• **Short task**
Reproduce the lines below with "greatly appreciated" substituted by "much appreciated" everywhere it occurs, leaving everything else unchanged and omitting the pictures.
▼▼▼
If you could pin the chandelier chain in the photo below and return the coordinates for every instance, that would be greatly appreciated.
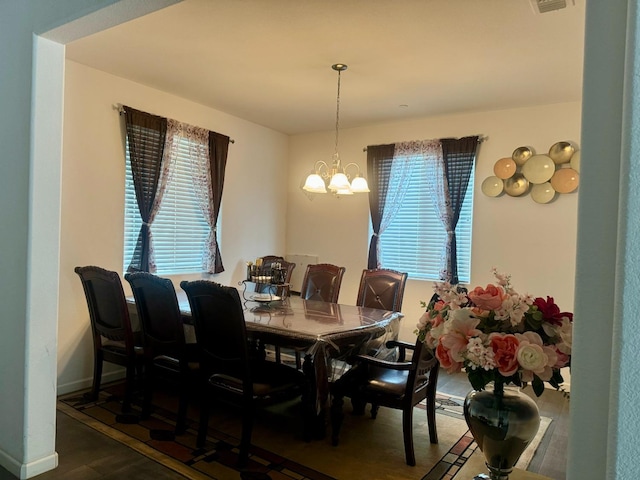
(337, 114)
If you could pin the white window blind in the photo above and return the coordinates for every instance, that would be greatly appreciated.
(179, 230)
(415, 240)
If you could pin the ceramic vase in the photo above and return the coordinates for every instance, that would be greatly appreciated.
(503, 421)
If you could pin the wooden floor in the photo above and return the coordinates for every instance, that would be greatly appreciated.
(85, 454)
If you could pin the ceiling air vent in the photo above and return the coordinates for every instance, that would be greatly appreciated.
(544, 6)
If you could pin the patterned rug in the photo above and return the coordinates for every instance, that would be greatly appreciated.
(368, 449)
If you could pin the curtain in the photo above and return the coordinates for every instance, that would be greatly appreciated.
(146, 136)
(218, 150)
(379, 161)
(459, 156)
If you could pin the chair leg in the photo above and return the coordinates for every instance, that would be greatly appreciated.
(183, 404)
(431, 419)
(97, 375)
(278, 354)
(129, 386)
(358, 404)
(204, 418)
(337, 416)
(245, 440)
(147, 390)
(407, 430)
(298, 360)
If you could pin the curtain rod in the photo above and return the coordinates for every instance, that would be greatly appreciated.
(120, 108)
(481, 138)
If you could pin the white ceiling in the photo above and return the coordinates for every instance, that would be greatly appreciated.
(269, 61)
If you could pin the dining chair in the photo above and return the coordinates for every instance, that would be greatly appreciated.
(381, 288)
(228, 370)
(113, 338)
(322, 282)
(167, 356)
(399, 385)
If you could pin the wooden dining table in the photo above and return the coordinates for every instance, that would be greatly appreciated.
(326, 334)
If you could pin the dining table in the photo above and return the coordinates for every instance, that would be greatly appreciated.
(326, 334)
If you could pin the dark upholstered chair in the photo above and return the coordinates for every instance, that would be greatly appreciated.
(167, 357)
(113, 338)
(229, 372)
(322, 282)
(383, 289)
(400, 385)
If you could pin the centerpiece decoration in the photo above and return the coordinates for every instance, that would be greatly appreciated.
(503, 341)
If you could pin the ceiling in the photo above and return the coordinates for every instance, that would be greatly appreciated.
(269, 61)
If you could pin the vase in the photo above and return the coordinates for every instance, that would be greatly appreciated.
(503, 421)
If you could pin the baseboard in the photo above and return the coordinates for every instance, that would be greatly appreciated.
(28, 470)
(85, 383)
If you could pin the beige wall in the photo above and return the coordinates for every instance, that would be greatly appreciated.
(535, 243)
(263, 214)
(93, 195)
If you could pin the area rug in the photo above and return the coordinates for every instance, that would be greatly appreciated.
(368, 448)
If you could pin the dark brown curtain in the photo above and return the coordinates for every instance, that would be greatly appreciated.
(218, 150)
(459, 156)
(379, 161)
(146, 136)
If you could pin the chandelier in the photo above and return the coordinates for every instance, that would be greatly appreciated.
(336, 176)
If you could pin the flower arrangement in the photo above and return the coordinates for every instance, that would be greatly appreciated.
(497, 335)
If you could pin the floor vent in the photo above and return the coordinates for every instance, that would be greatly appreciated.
(544, 6)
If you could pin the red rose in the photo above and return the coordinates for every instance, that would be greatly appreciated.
(551, 312)
(505, 347)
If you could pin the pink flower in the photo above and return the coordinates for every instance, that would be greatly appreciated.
(446, 361)
(438, 319)
(505, 347)
(489, 298)
(563, 359)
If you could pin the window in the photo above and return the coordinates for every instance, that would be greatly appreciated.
(414, 242)
(179, 230)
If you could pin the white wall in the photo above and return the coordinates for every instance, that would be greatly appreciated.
(93, 195)
(534, 243)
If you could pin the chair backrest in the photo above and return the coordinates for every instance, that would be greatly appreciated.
(381, 288)
(159, 313)
(423, 378)
(107, 304)
(322, 282)
(220, 328)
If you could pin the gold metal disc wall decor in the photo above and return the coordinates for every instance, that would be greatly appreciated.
(543, 175)
(521, 155)
(516, 185)
(561, 152)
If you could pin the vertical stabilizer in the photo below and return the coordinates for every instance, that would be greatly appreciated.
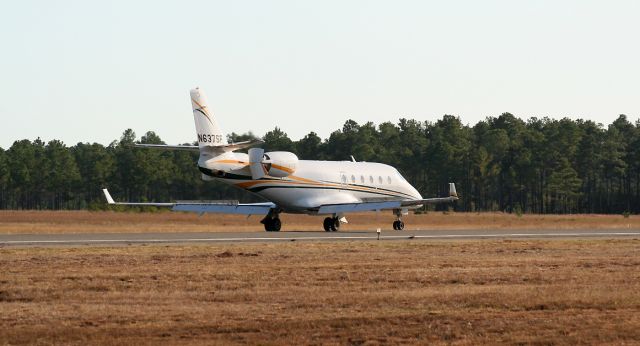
(207, 129)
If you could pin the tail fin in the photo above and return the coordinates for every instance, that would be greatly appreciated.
(207, 129)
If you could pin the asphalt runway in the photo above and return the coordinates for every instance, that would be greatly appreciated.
(100, 239)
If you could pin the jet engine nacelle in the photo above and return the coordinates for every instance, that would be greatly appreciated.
(280, 163)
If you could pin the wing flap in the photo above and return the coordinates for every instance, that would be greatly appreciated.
(242, 209)
(219, 207)
(355, 207)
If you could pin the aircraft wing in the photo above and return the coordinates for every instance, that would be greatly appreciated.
(386, 205)
(168, 147)
(218, 207)
(226, 147)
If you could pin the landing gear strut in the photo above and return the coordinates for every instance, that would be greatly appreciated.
(398, 225)
(272, 222)
(331, 224)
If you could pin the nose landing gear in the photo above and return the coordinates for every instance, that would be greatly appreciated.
(331, 224)
(272, 222)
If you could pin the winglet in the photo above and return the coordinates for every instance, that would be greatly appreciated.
(452, 190)
(108, 196)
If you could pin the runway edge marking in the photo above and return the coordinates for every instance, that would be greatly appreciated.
(409, 236)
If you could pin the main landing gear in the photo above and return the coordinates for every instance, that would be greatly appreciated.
(331, 224)
(272, 222)
(398, 225)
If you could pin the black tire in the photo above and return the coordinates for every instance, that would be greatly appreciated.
(335, 224)
(327, 224)
(276, 224)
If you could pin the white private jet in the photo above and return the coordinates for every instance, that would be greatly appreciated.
(331, 188)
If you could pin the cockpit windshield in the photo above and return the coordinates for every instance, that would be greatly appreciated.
(400, 177)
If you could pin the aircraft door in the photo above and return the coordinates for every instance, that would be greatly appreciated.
(343, 180)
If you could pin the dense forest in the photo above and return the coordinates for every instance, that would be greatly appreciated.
(503, 163)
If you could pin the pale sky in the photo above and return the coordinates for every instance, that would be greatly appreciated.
(87, 70)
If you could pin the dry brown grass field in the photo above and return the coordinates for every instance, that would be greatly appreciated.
(113, 222)
(474, 292)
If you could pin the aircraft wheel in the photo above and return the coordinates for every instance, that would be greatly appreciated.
(398, 225)
(327, 224)
(276, 224)
(335, 224)
(272, 225)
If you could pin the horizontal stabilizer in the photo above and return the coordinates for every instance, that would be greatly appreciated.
(453, 196)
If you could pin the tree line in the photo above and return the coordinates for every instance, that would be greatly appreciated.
(503, 163)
▲▲▲
• **Expected output**
If you could pin the chandelier chain in the photo below and return the coordinates for every instance, that would be much appreciated.
(337, 114)
If you could pin the white window blind in the photo above and return the coordinates for every instance, that would be much appreciated.
(179, 230)
(415, 240)
If you could pin the ceramic vase in the photo above and return the coordinates for every instance, that would be much appreciated.
(503, 421)
If you could pin the wooden floor in the photo above and return the coordinates for every instance, that would be much appreciated.
(85, 454)
If you could pin the ceiling air vent in the photo above and return the coordinates for every instance, that would be much appreciated.
(544, 6)
If you could pin the patterned rug in the photo above and return the coordinates for every instance, that would be much appreciated.
(368, 449)
If you could pin the curtain in the photo above and return the coordinates for every instance, that would be much appreciated.
(146, 136)
(218, 150)
(379, 161)
(459, 156)
If you could pin the chair leg in the photo above and return the coordinates for every instance, that would be much appreciated.
(183, 404)
(431, 419)
(97, 375)
(278, 354)
(129, 386)
(358, 404)
(204, 418)
(337, 416)
(245, 440)
(147, 390)
(407, 430)
(298, 360)
If you could pin the curtain rod in the photo above and return the coordinates for every instance, that would be much appreciated.
(120, 108)
(481, 138)
If you could pin the white ceiling in the photo above and return the coordinates for every instance, that would be much appreciated.
(269, 61)
If you could pin the dining chair in the photo above and return the coordinates for every instance, that would be much appreciated.
(381, 288)
(228, 370)
(113, 338)
(322, 282)
(167, 356)
(399, 385)
If you could pin the wooden dining table in the photo above and return the coordinates for every instance, that would be much appreciated.
(326, 334)
If you could pin the dining table in the photo above and return the coordinates for every instance, that would be much appreciated.
(326, 334)
If you could pin the dark upholstered chair in the photo above and return the coordinates for every instance, that would be much appreciated.
(167, 357)
(113, 338)
(229, 372)
(322, 282)
(383, 289)
(400, 385)
If you could pin the centerpiece decoration in the photo above and return the coordinates for every instance, that would be much appreciated.
(503, 341)
If you could pin the ceiling in the photo above and return the coordinates for every instance, that would be much appreciated.
(269, 61)
If you could pin the vase in the photo above and return the coordinates for every instance, that would be much appreciated.
(503, 421)
If you could pin the baseboard in the photo above and return the coordinates for every instance, that would be much appreciated.
(28, 470)
(85, 383)
If you could pin the beige wall in the photo above and return the coordinates for every instance, that would be much appreciated.
(535, 243)
(263, 214)
(93, 195)
If you could pin the area rug in the photo above and return the coordinates for every instance, that would be much appreciated.
(368, 448)
If you could pin the dark brown curtain in the photo above and return the coordinates for every instance, that would be much appreciated.
(218, 150)
(459, 156)
(379, 161)
(146, 136)
If you could pin the chandelier in the photo above and return the coordinates for every instance, that would be much appreciated.
(336, 176)
If you could pin the flower arrangement in the photo above and return the coordinates for every instance, that would be much appreciated.
(497, 335)
If you could pin the floor vent in the photo above and return the coordinates for every instance, that would be much appreciated.
(544, 6)
If you could pin the red rose in the photo above and return the coordinates for every instance, that would be much appreciated.
(551, 312)
(505, 347)
If you could pin the pink flower in the photo above and return the coordinates for every instance, that would be much appreciated.
(446, 361)
(438, 319)
(505, 347)
(489, 298)
(563, 359)
If you could pin the window in the photo above and return the coordinates for every instance, that would be much appreciated.
(414, 242)
(179, 230)
If you could pin the white wall in the photo above and return the coordinates for every instance, that would be much appreciated.
(93, 195)
(534, 243)
If you could pin the chair backrest in the photo above and return the coordinates for every instance, that would be much appreciated.
(381, 288)
(159, 313)
(423, 378)
(107, 304)
(322, 282)
(220, 328)
If you could pin the gold metal disc wall decor in the photo above and return the coordinates for every instance, that would be much appreciated.
(543, 175)
(521, 155)
(516, 185)
(561, 152)
If you could pin the vertical stabilizer in the photo below and return the coordinates for every instance, that would be much appreciated.
(207, 129)
If you could pin the tail fin in the photo above and return the coordinates for every instance, that would be much appreciated.
(207, 129)
If you could pin the asphalt runway in the photo above and return the coordinates for every instance, that would be much appreciated.
(100, 239)
If you could pin the jet engine nacelle in the photo above and return the coordinates for every instance, that would be much appreciated.
(280, 163)
If you could pin the wing flap in the photo above and return the coordinates for every instance, that would be much appreciated.
(242, 209)
(219, 207)
(355, 207)
If you could pin the aircraft wing in the photo above and return the coordinates for every instance, that would be much appreciated.
(386, 205)
(168, 147)
(218, 207)
(226, 147)
If you could pin the landing gear strut in the photo above and return the coordinates for every instance, that would be much appreciated.
(398, 225)
(272, 222)
(331, 224)
If you could pin the nose landing gear in the photo above and return the coordinates for every instance, that would be much appreciated.
(331, 224)
(272, 222)
If you could pin the winglet in the photo above and return the coordinates for every instance, that would be much appreciated.
(452, 190)
(108, 196)
If you could pin the runway edge marking in the photo above and return the coordinates for every instance, that would be much appreciated.
(409, 236)
If you could pin the main landing gear in the photo above and return the coordinates for every instance, that would be much appreciated.
(331, 224)
(272, 222)
(398, 225)
If you could pin the black tire in the photo above and return the coordinates for every instance, that would be much appreciated.
(335, 224)
(327, 224)
(276, 224)
If you could pin the white private jet in the photo above and return the coordinates for every instance, that would be much appreciated.
(331, 188)
If you could pin the cockpit windshield in the photo above and return the coordinates for every instance, that would be much appreciated.
(400, 177)
If you could pin the aircraft door in the photo above and return the coordinates for every instance, that would be much appreciated.
(343, 180)
If you could pin the dense forest in the photo above and return the coordinates for every instance, that would be much appreciated.
(503, 163)
If you could pin the pale sky in the photo above and return the coordinates for every instance, that would be much appreciated.
(87, 70)
If you could pin the dry brown grass field in the photo above and return the coordinates for every instance, that would be much appreciated.
(113, 222)
(474, 292)
If you could pin the aircraft wheel in the photo above and return the coordinates for every instance, that would be much appreciated.
(398, 225)
(327, 224)
(276, 224)
(335, 224)
(272, 225)
If you could pin the horizontal stabilizer in the photo above and return the coordinates for every instance, that would be much appreciated.
(453, 196)
If you could pin the tree line in the photo above and return the coordinates for every instance, that would be much appreciated.
(503, 163)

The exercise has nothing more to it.